▶ Saved data entries:
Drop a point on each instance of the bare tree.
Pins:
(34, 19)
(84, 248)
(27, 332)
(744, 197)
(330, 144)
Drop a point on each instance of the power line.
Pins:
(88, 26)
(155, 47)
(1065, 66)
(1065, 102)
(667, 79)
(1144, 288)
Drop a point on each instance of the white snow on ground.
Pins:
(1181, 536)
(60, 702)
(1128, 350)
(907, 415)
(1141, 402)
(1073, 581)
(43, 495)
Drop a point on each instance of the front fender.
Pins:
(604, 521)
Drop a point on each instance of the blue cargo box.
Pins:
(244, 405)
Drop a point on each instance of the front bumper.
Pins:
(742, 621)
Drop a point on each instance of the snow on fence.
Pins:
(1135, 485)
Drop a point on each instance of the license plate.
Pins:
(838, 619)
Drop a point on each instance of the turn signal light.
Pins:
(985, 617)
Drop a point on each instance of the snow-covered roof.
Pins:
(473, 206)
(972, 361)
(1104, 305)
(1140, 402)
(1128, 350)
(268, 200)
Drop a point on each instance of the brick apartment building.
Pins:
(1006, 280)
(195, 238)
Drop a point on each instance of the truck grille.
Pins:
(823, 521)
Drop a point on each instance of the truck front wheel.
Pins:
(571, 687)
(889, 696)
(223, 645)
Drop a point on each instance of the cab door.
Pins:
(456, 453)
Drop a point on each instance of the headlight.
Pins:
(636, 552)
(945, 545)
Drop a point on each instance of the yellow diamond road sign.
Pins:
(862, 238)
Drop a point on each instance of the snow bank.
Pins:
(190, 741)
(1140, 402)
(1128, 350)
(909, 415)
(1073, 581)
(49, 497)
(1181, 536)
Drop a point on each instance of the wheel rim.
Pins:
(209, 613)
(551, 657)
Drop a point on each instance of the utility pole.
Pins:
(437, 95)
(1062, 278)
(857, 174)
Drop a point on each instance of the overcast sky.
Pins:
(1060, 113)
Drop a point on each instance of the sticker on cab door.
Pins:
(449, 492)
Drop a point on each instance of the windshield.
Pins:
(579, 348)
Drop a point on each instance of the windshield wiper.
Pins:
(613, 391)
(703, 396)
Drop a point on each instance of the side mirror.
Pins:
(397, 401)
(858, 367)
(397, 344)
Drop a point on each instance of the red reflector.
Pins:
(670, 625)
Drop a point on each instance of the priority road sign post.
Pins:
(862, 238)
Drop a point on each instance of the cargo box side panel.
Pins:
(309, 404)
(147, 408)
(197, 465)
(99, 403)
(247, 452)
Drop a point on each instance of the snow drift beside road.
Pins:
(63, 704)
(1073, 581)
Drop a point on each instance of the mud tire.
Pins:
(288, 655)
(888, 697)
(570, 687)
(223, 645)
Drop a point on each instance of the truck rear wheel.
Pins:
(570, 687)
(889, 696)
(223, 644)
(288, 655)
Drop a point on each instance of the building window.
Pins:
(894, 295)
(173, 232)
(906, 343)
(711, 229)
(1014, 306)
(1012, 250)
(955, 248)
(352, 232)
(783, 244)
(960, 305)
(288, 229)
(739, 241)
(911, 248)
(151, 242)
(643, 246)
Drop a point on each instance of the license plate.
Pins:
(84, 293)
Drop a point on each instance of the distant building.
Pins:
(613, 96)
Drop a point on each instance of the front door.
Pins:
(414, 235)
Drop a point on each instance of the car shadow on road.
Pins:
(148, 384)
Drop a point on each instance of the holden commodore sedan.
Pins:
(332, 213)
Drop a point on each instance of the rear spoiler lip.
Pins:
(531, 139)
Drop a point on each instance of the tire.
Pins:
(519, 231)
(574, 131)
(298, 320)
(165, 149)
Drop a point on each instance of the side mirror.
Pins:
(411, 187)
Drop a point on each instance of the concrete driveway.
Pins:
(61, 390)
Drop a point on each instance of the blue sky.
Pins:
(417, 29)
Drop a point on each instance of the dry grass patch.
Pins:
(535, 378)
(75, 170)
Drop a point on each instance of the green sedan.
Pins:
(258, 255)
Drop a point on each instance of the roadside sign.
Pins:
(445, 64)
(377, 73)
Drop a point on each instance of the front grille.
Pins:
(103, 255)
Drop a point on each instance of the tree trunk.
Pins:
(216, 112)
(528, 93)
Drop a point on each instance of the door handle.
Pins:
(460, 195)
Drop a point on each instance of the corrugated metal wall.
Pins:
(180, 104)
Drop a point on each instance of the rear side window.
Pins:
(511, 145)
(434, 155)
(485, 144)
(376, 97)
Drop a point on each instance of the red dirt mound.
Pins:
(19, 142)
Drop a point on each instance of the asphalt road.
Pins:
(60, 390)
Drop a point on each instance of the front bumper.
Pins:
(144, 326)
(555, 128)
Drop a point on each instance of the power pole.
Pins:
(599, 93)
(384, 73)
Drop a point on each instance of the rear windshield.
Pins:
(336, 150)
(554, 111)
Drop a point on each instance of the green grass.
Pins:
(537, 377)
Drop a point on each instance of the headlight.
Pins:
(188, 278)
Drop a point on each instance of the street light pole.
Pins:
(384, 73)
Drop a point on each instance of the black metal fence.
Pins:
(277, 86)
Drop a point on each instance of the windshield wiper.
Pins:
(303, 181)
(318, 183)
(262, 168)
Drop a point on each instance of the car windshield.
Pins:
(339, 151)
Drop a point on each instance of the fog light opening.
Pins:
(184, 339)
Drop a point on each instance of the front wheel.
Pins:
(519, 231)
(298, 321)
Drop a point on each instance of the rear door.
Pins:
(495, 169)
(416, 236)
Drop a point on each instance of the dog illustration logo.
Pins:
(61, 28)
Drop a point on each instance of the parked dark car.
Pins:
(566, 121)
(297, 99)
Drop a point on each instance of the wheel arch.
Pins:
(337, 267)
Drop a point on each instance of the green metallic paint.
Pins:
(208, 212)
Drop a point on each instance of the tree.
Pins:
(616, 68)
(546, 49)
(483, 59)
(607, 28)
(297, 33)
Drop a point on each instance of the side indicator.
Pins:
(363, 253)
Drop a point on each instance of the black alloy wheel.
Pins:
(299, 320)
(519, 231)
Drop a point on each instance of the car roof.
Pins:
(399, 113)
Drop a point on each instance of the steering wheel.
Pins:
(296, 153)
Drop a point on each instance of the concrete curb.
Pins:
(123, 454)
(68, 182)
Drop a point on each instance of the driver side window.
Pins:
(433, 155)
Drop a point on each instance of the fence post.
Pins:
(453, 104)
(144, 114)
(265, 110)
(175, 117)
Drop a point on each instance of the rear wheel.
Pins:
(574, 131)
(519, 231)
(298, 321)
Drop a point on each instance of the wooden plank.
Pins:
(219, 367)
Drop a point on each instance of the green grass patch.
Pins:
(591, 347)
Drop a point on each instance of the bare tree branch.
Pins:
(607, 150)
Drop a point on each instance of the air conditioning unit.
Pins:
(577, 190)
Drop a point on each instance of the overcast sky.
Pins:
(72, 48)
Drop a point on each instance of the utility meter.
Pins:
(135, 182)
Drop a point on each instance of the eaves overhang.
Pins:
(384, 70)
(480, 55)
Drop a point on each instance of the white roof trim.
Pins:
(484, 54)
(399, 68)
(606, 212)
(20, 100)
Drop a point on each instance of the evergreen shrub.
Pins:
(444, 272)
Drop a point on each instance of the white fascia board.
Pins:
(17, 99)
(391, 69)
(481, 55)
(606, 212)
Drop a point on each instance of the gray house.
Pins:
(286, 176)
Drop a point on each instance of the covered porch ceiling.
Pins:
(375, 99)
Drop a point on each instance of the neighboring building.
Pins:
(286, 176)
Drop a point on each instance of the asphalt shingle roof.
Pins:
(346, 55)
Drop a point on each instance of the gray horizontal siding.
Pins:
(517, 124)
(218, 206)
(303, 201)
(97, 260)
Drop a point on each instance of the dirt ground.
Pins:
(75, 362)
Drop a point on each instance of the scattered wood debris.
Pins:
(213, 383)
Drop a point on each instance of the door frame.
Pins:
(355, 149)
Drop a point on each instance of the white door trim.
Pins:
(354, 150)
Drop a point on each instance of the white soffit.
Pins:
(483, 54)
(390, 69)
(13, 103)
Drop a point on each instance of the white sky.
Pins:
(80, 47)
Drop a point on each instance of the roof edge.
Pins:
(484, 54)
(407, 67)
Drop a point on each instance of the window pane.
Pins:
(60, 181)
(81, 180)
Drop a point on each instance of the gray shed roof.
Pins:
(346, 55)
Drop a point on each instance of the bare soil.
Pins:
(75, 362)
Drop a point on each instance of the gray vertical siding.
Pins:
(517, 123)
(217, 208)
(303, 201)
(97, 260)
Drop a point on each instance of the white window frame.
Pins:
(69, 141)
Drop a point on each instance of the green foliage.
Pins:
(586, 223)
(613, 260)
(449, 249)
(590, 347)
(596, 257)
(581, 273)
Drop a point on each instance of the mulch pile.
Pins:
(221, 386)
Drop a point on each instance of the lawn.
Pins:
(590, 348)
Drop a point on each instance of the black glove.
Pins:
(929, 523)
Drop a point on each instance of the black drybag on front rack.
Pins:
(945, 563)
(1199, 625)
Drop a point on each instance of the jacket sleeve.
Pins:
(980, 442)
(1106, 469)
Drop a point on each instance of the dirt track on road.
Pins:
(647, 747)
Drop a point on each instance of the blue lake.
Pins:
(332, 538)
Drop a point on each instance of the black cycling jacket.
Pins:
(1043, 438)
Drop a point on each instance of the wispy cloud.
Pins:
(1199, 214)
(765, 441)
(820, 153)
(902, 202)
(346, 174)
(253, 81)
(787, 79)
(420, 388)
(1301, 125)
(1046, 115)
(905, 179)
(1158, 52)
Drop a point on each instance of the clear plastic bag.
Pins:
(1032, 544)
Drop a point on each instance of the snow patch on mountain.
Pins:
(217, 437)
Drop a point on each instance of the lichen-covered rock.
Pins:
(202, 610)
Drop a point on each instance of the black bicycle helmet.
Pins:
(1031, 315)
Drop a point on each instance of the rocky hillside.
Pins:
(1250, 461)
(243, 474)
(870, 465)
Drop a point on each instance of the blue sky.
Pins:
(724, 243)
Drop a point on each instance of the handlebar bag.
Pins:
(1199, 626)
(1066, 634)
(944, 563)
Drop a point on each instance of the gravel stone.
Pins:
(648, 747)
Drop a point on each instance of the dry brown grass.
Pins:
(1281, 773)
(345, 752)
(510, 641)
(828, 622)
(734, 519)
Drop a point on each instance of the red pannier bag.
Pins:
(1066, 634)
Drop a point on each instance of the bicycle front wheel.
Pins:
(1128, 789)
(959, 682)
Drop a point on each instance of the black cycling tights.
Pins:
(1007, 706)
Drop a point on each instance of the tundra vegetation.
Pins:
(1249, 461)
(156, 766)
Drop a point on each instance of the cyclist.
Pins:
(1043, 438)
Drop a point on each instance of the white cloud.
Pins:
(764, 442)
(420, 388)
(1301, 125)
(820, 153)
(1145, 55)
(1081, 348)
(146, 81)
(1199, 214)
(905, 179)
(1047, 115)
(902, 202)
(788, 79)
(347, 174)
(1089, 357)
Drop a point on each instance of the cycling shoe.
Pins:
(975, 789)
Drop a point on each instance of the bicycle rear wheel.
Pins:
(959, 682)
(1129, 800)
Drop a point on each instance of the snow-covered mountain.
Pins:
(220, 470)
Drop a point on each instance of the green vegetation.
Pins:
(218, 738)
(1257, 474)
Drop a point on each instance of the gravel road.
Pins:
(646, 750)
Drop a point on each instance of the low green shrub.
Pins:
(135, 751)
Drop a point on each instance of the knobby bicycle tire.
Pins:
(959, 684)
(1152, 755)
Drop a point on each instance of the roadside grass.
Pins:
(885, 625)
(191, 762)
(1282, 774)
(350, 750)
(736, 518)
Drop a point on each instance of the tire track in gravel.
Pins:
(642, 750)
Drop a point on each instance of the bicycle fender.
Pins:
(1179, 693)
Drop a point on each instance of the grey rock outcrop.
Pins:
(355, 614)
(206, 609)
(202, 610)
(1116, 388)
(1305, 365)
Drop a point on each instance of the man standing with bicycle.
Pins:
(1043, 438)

▶ Problem details:
Locate the lines above that contain "grille" and copy them.

▶ Response area:
Drop a point on each instance of the truck grille.
Drop a point on each instance of the front grille.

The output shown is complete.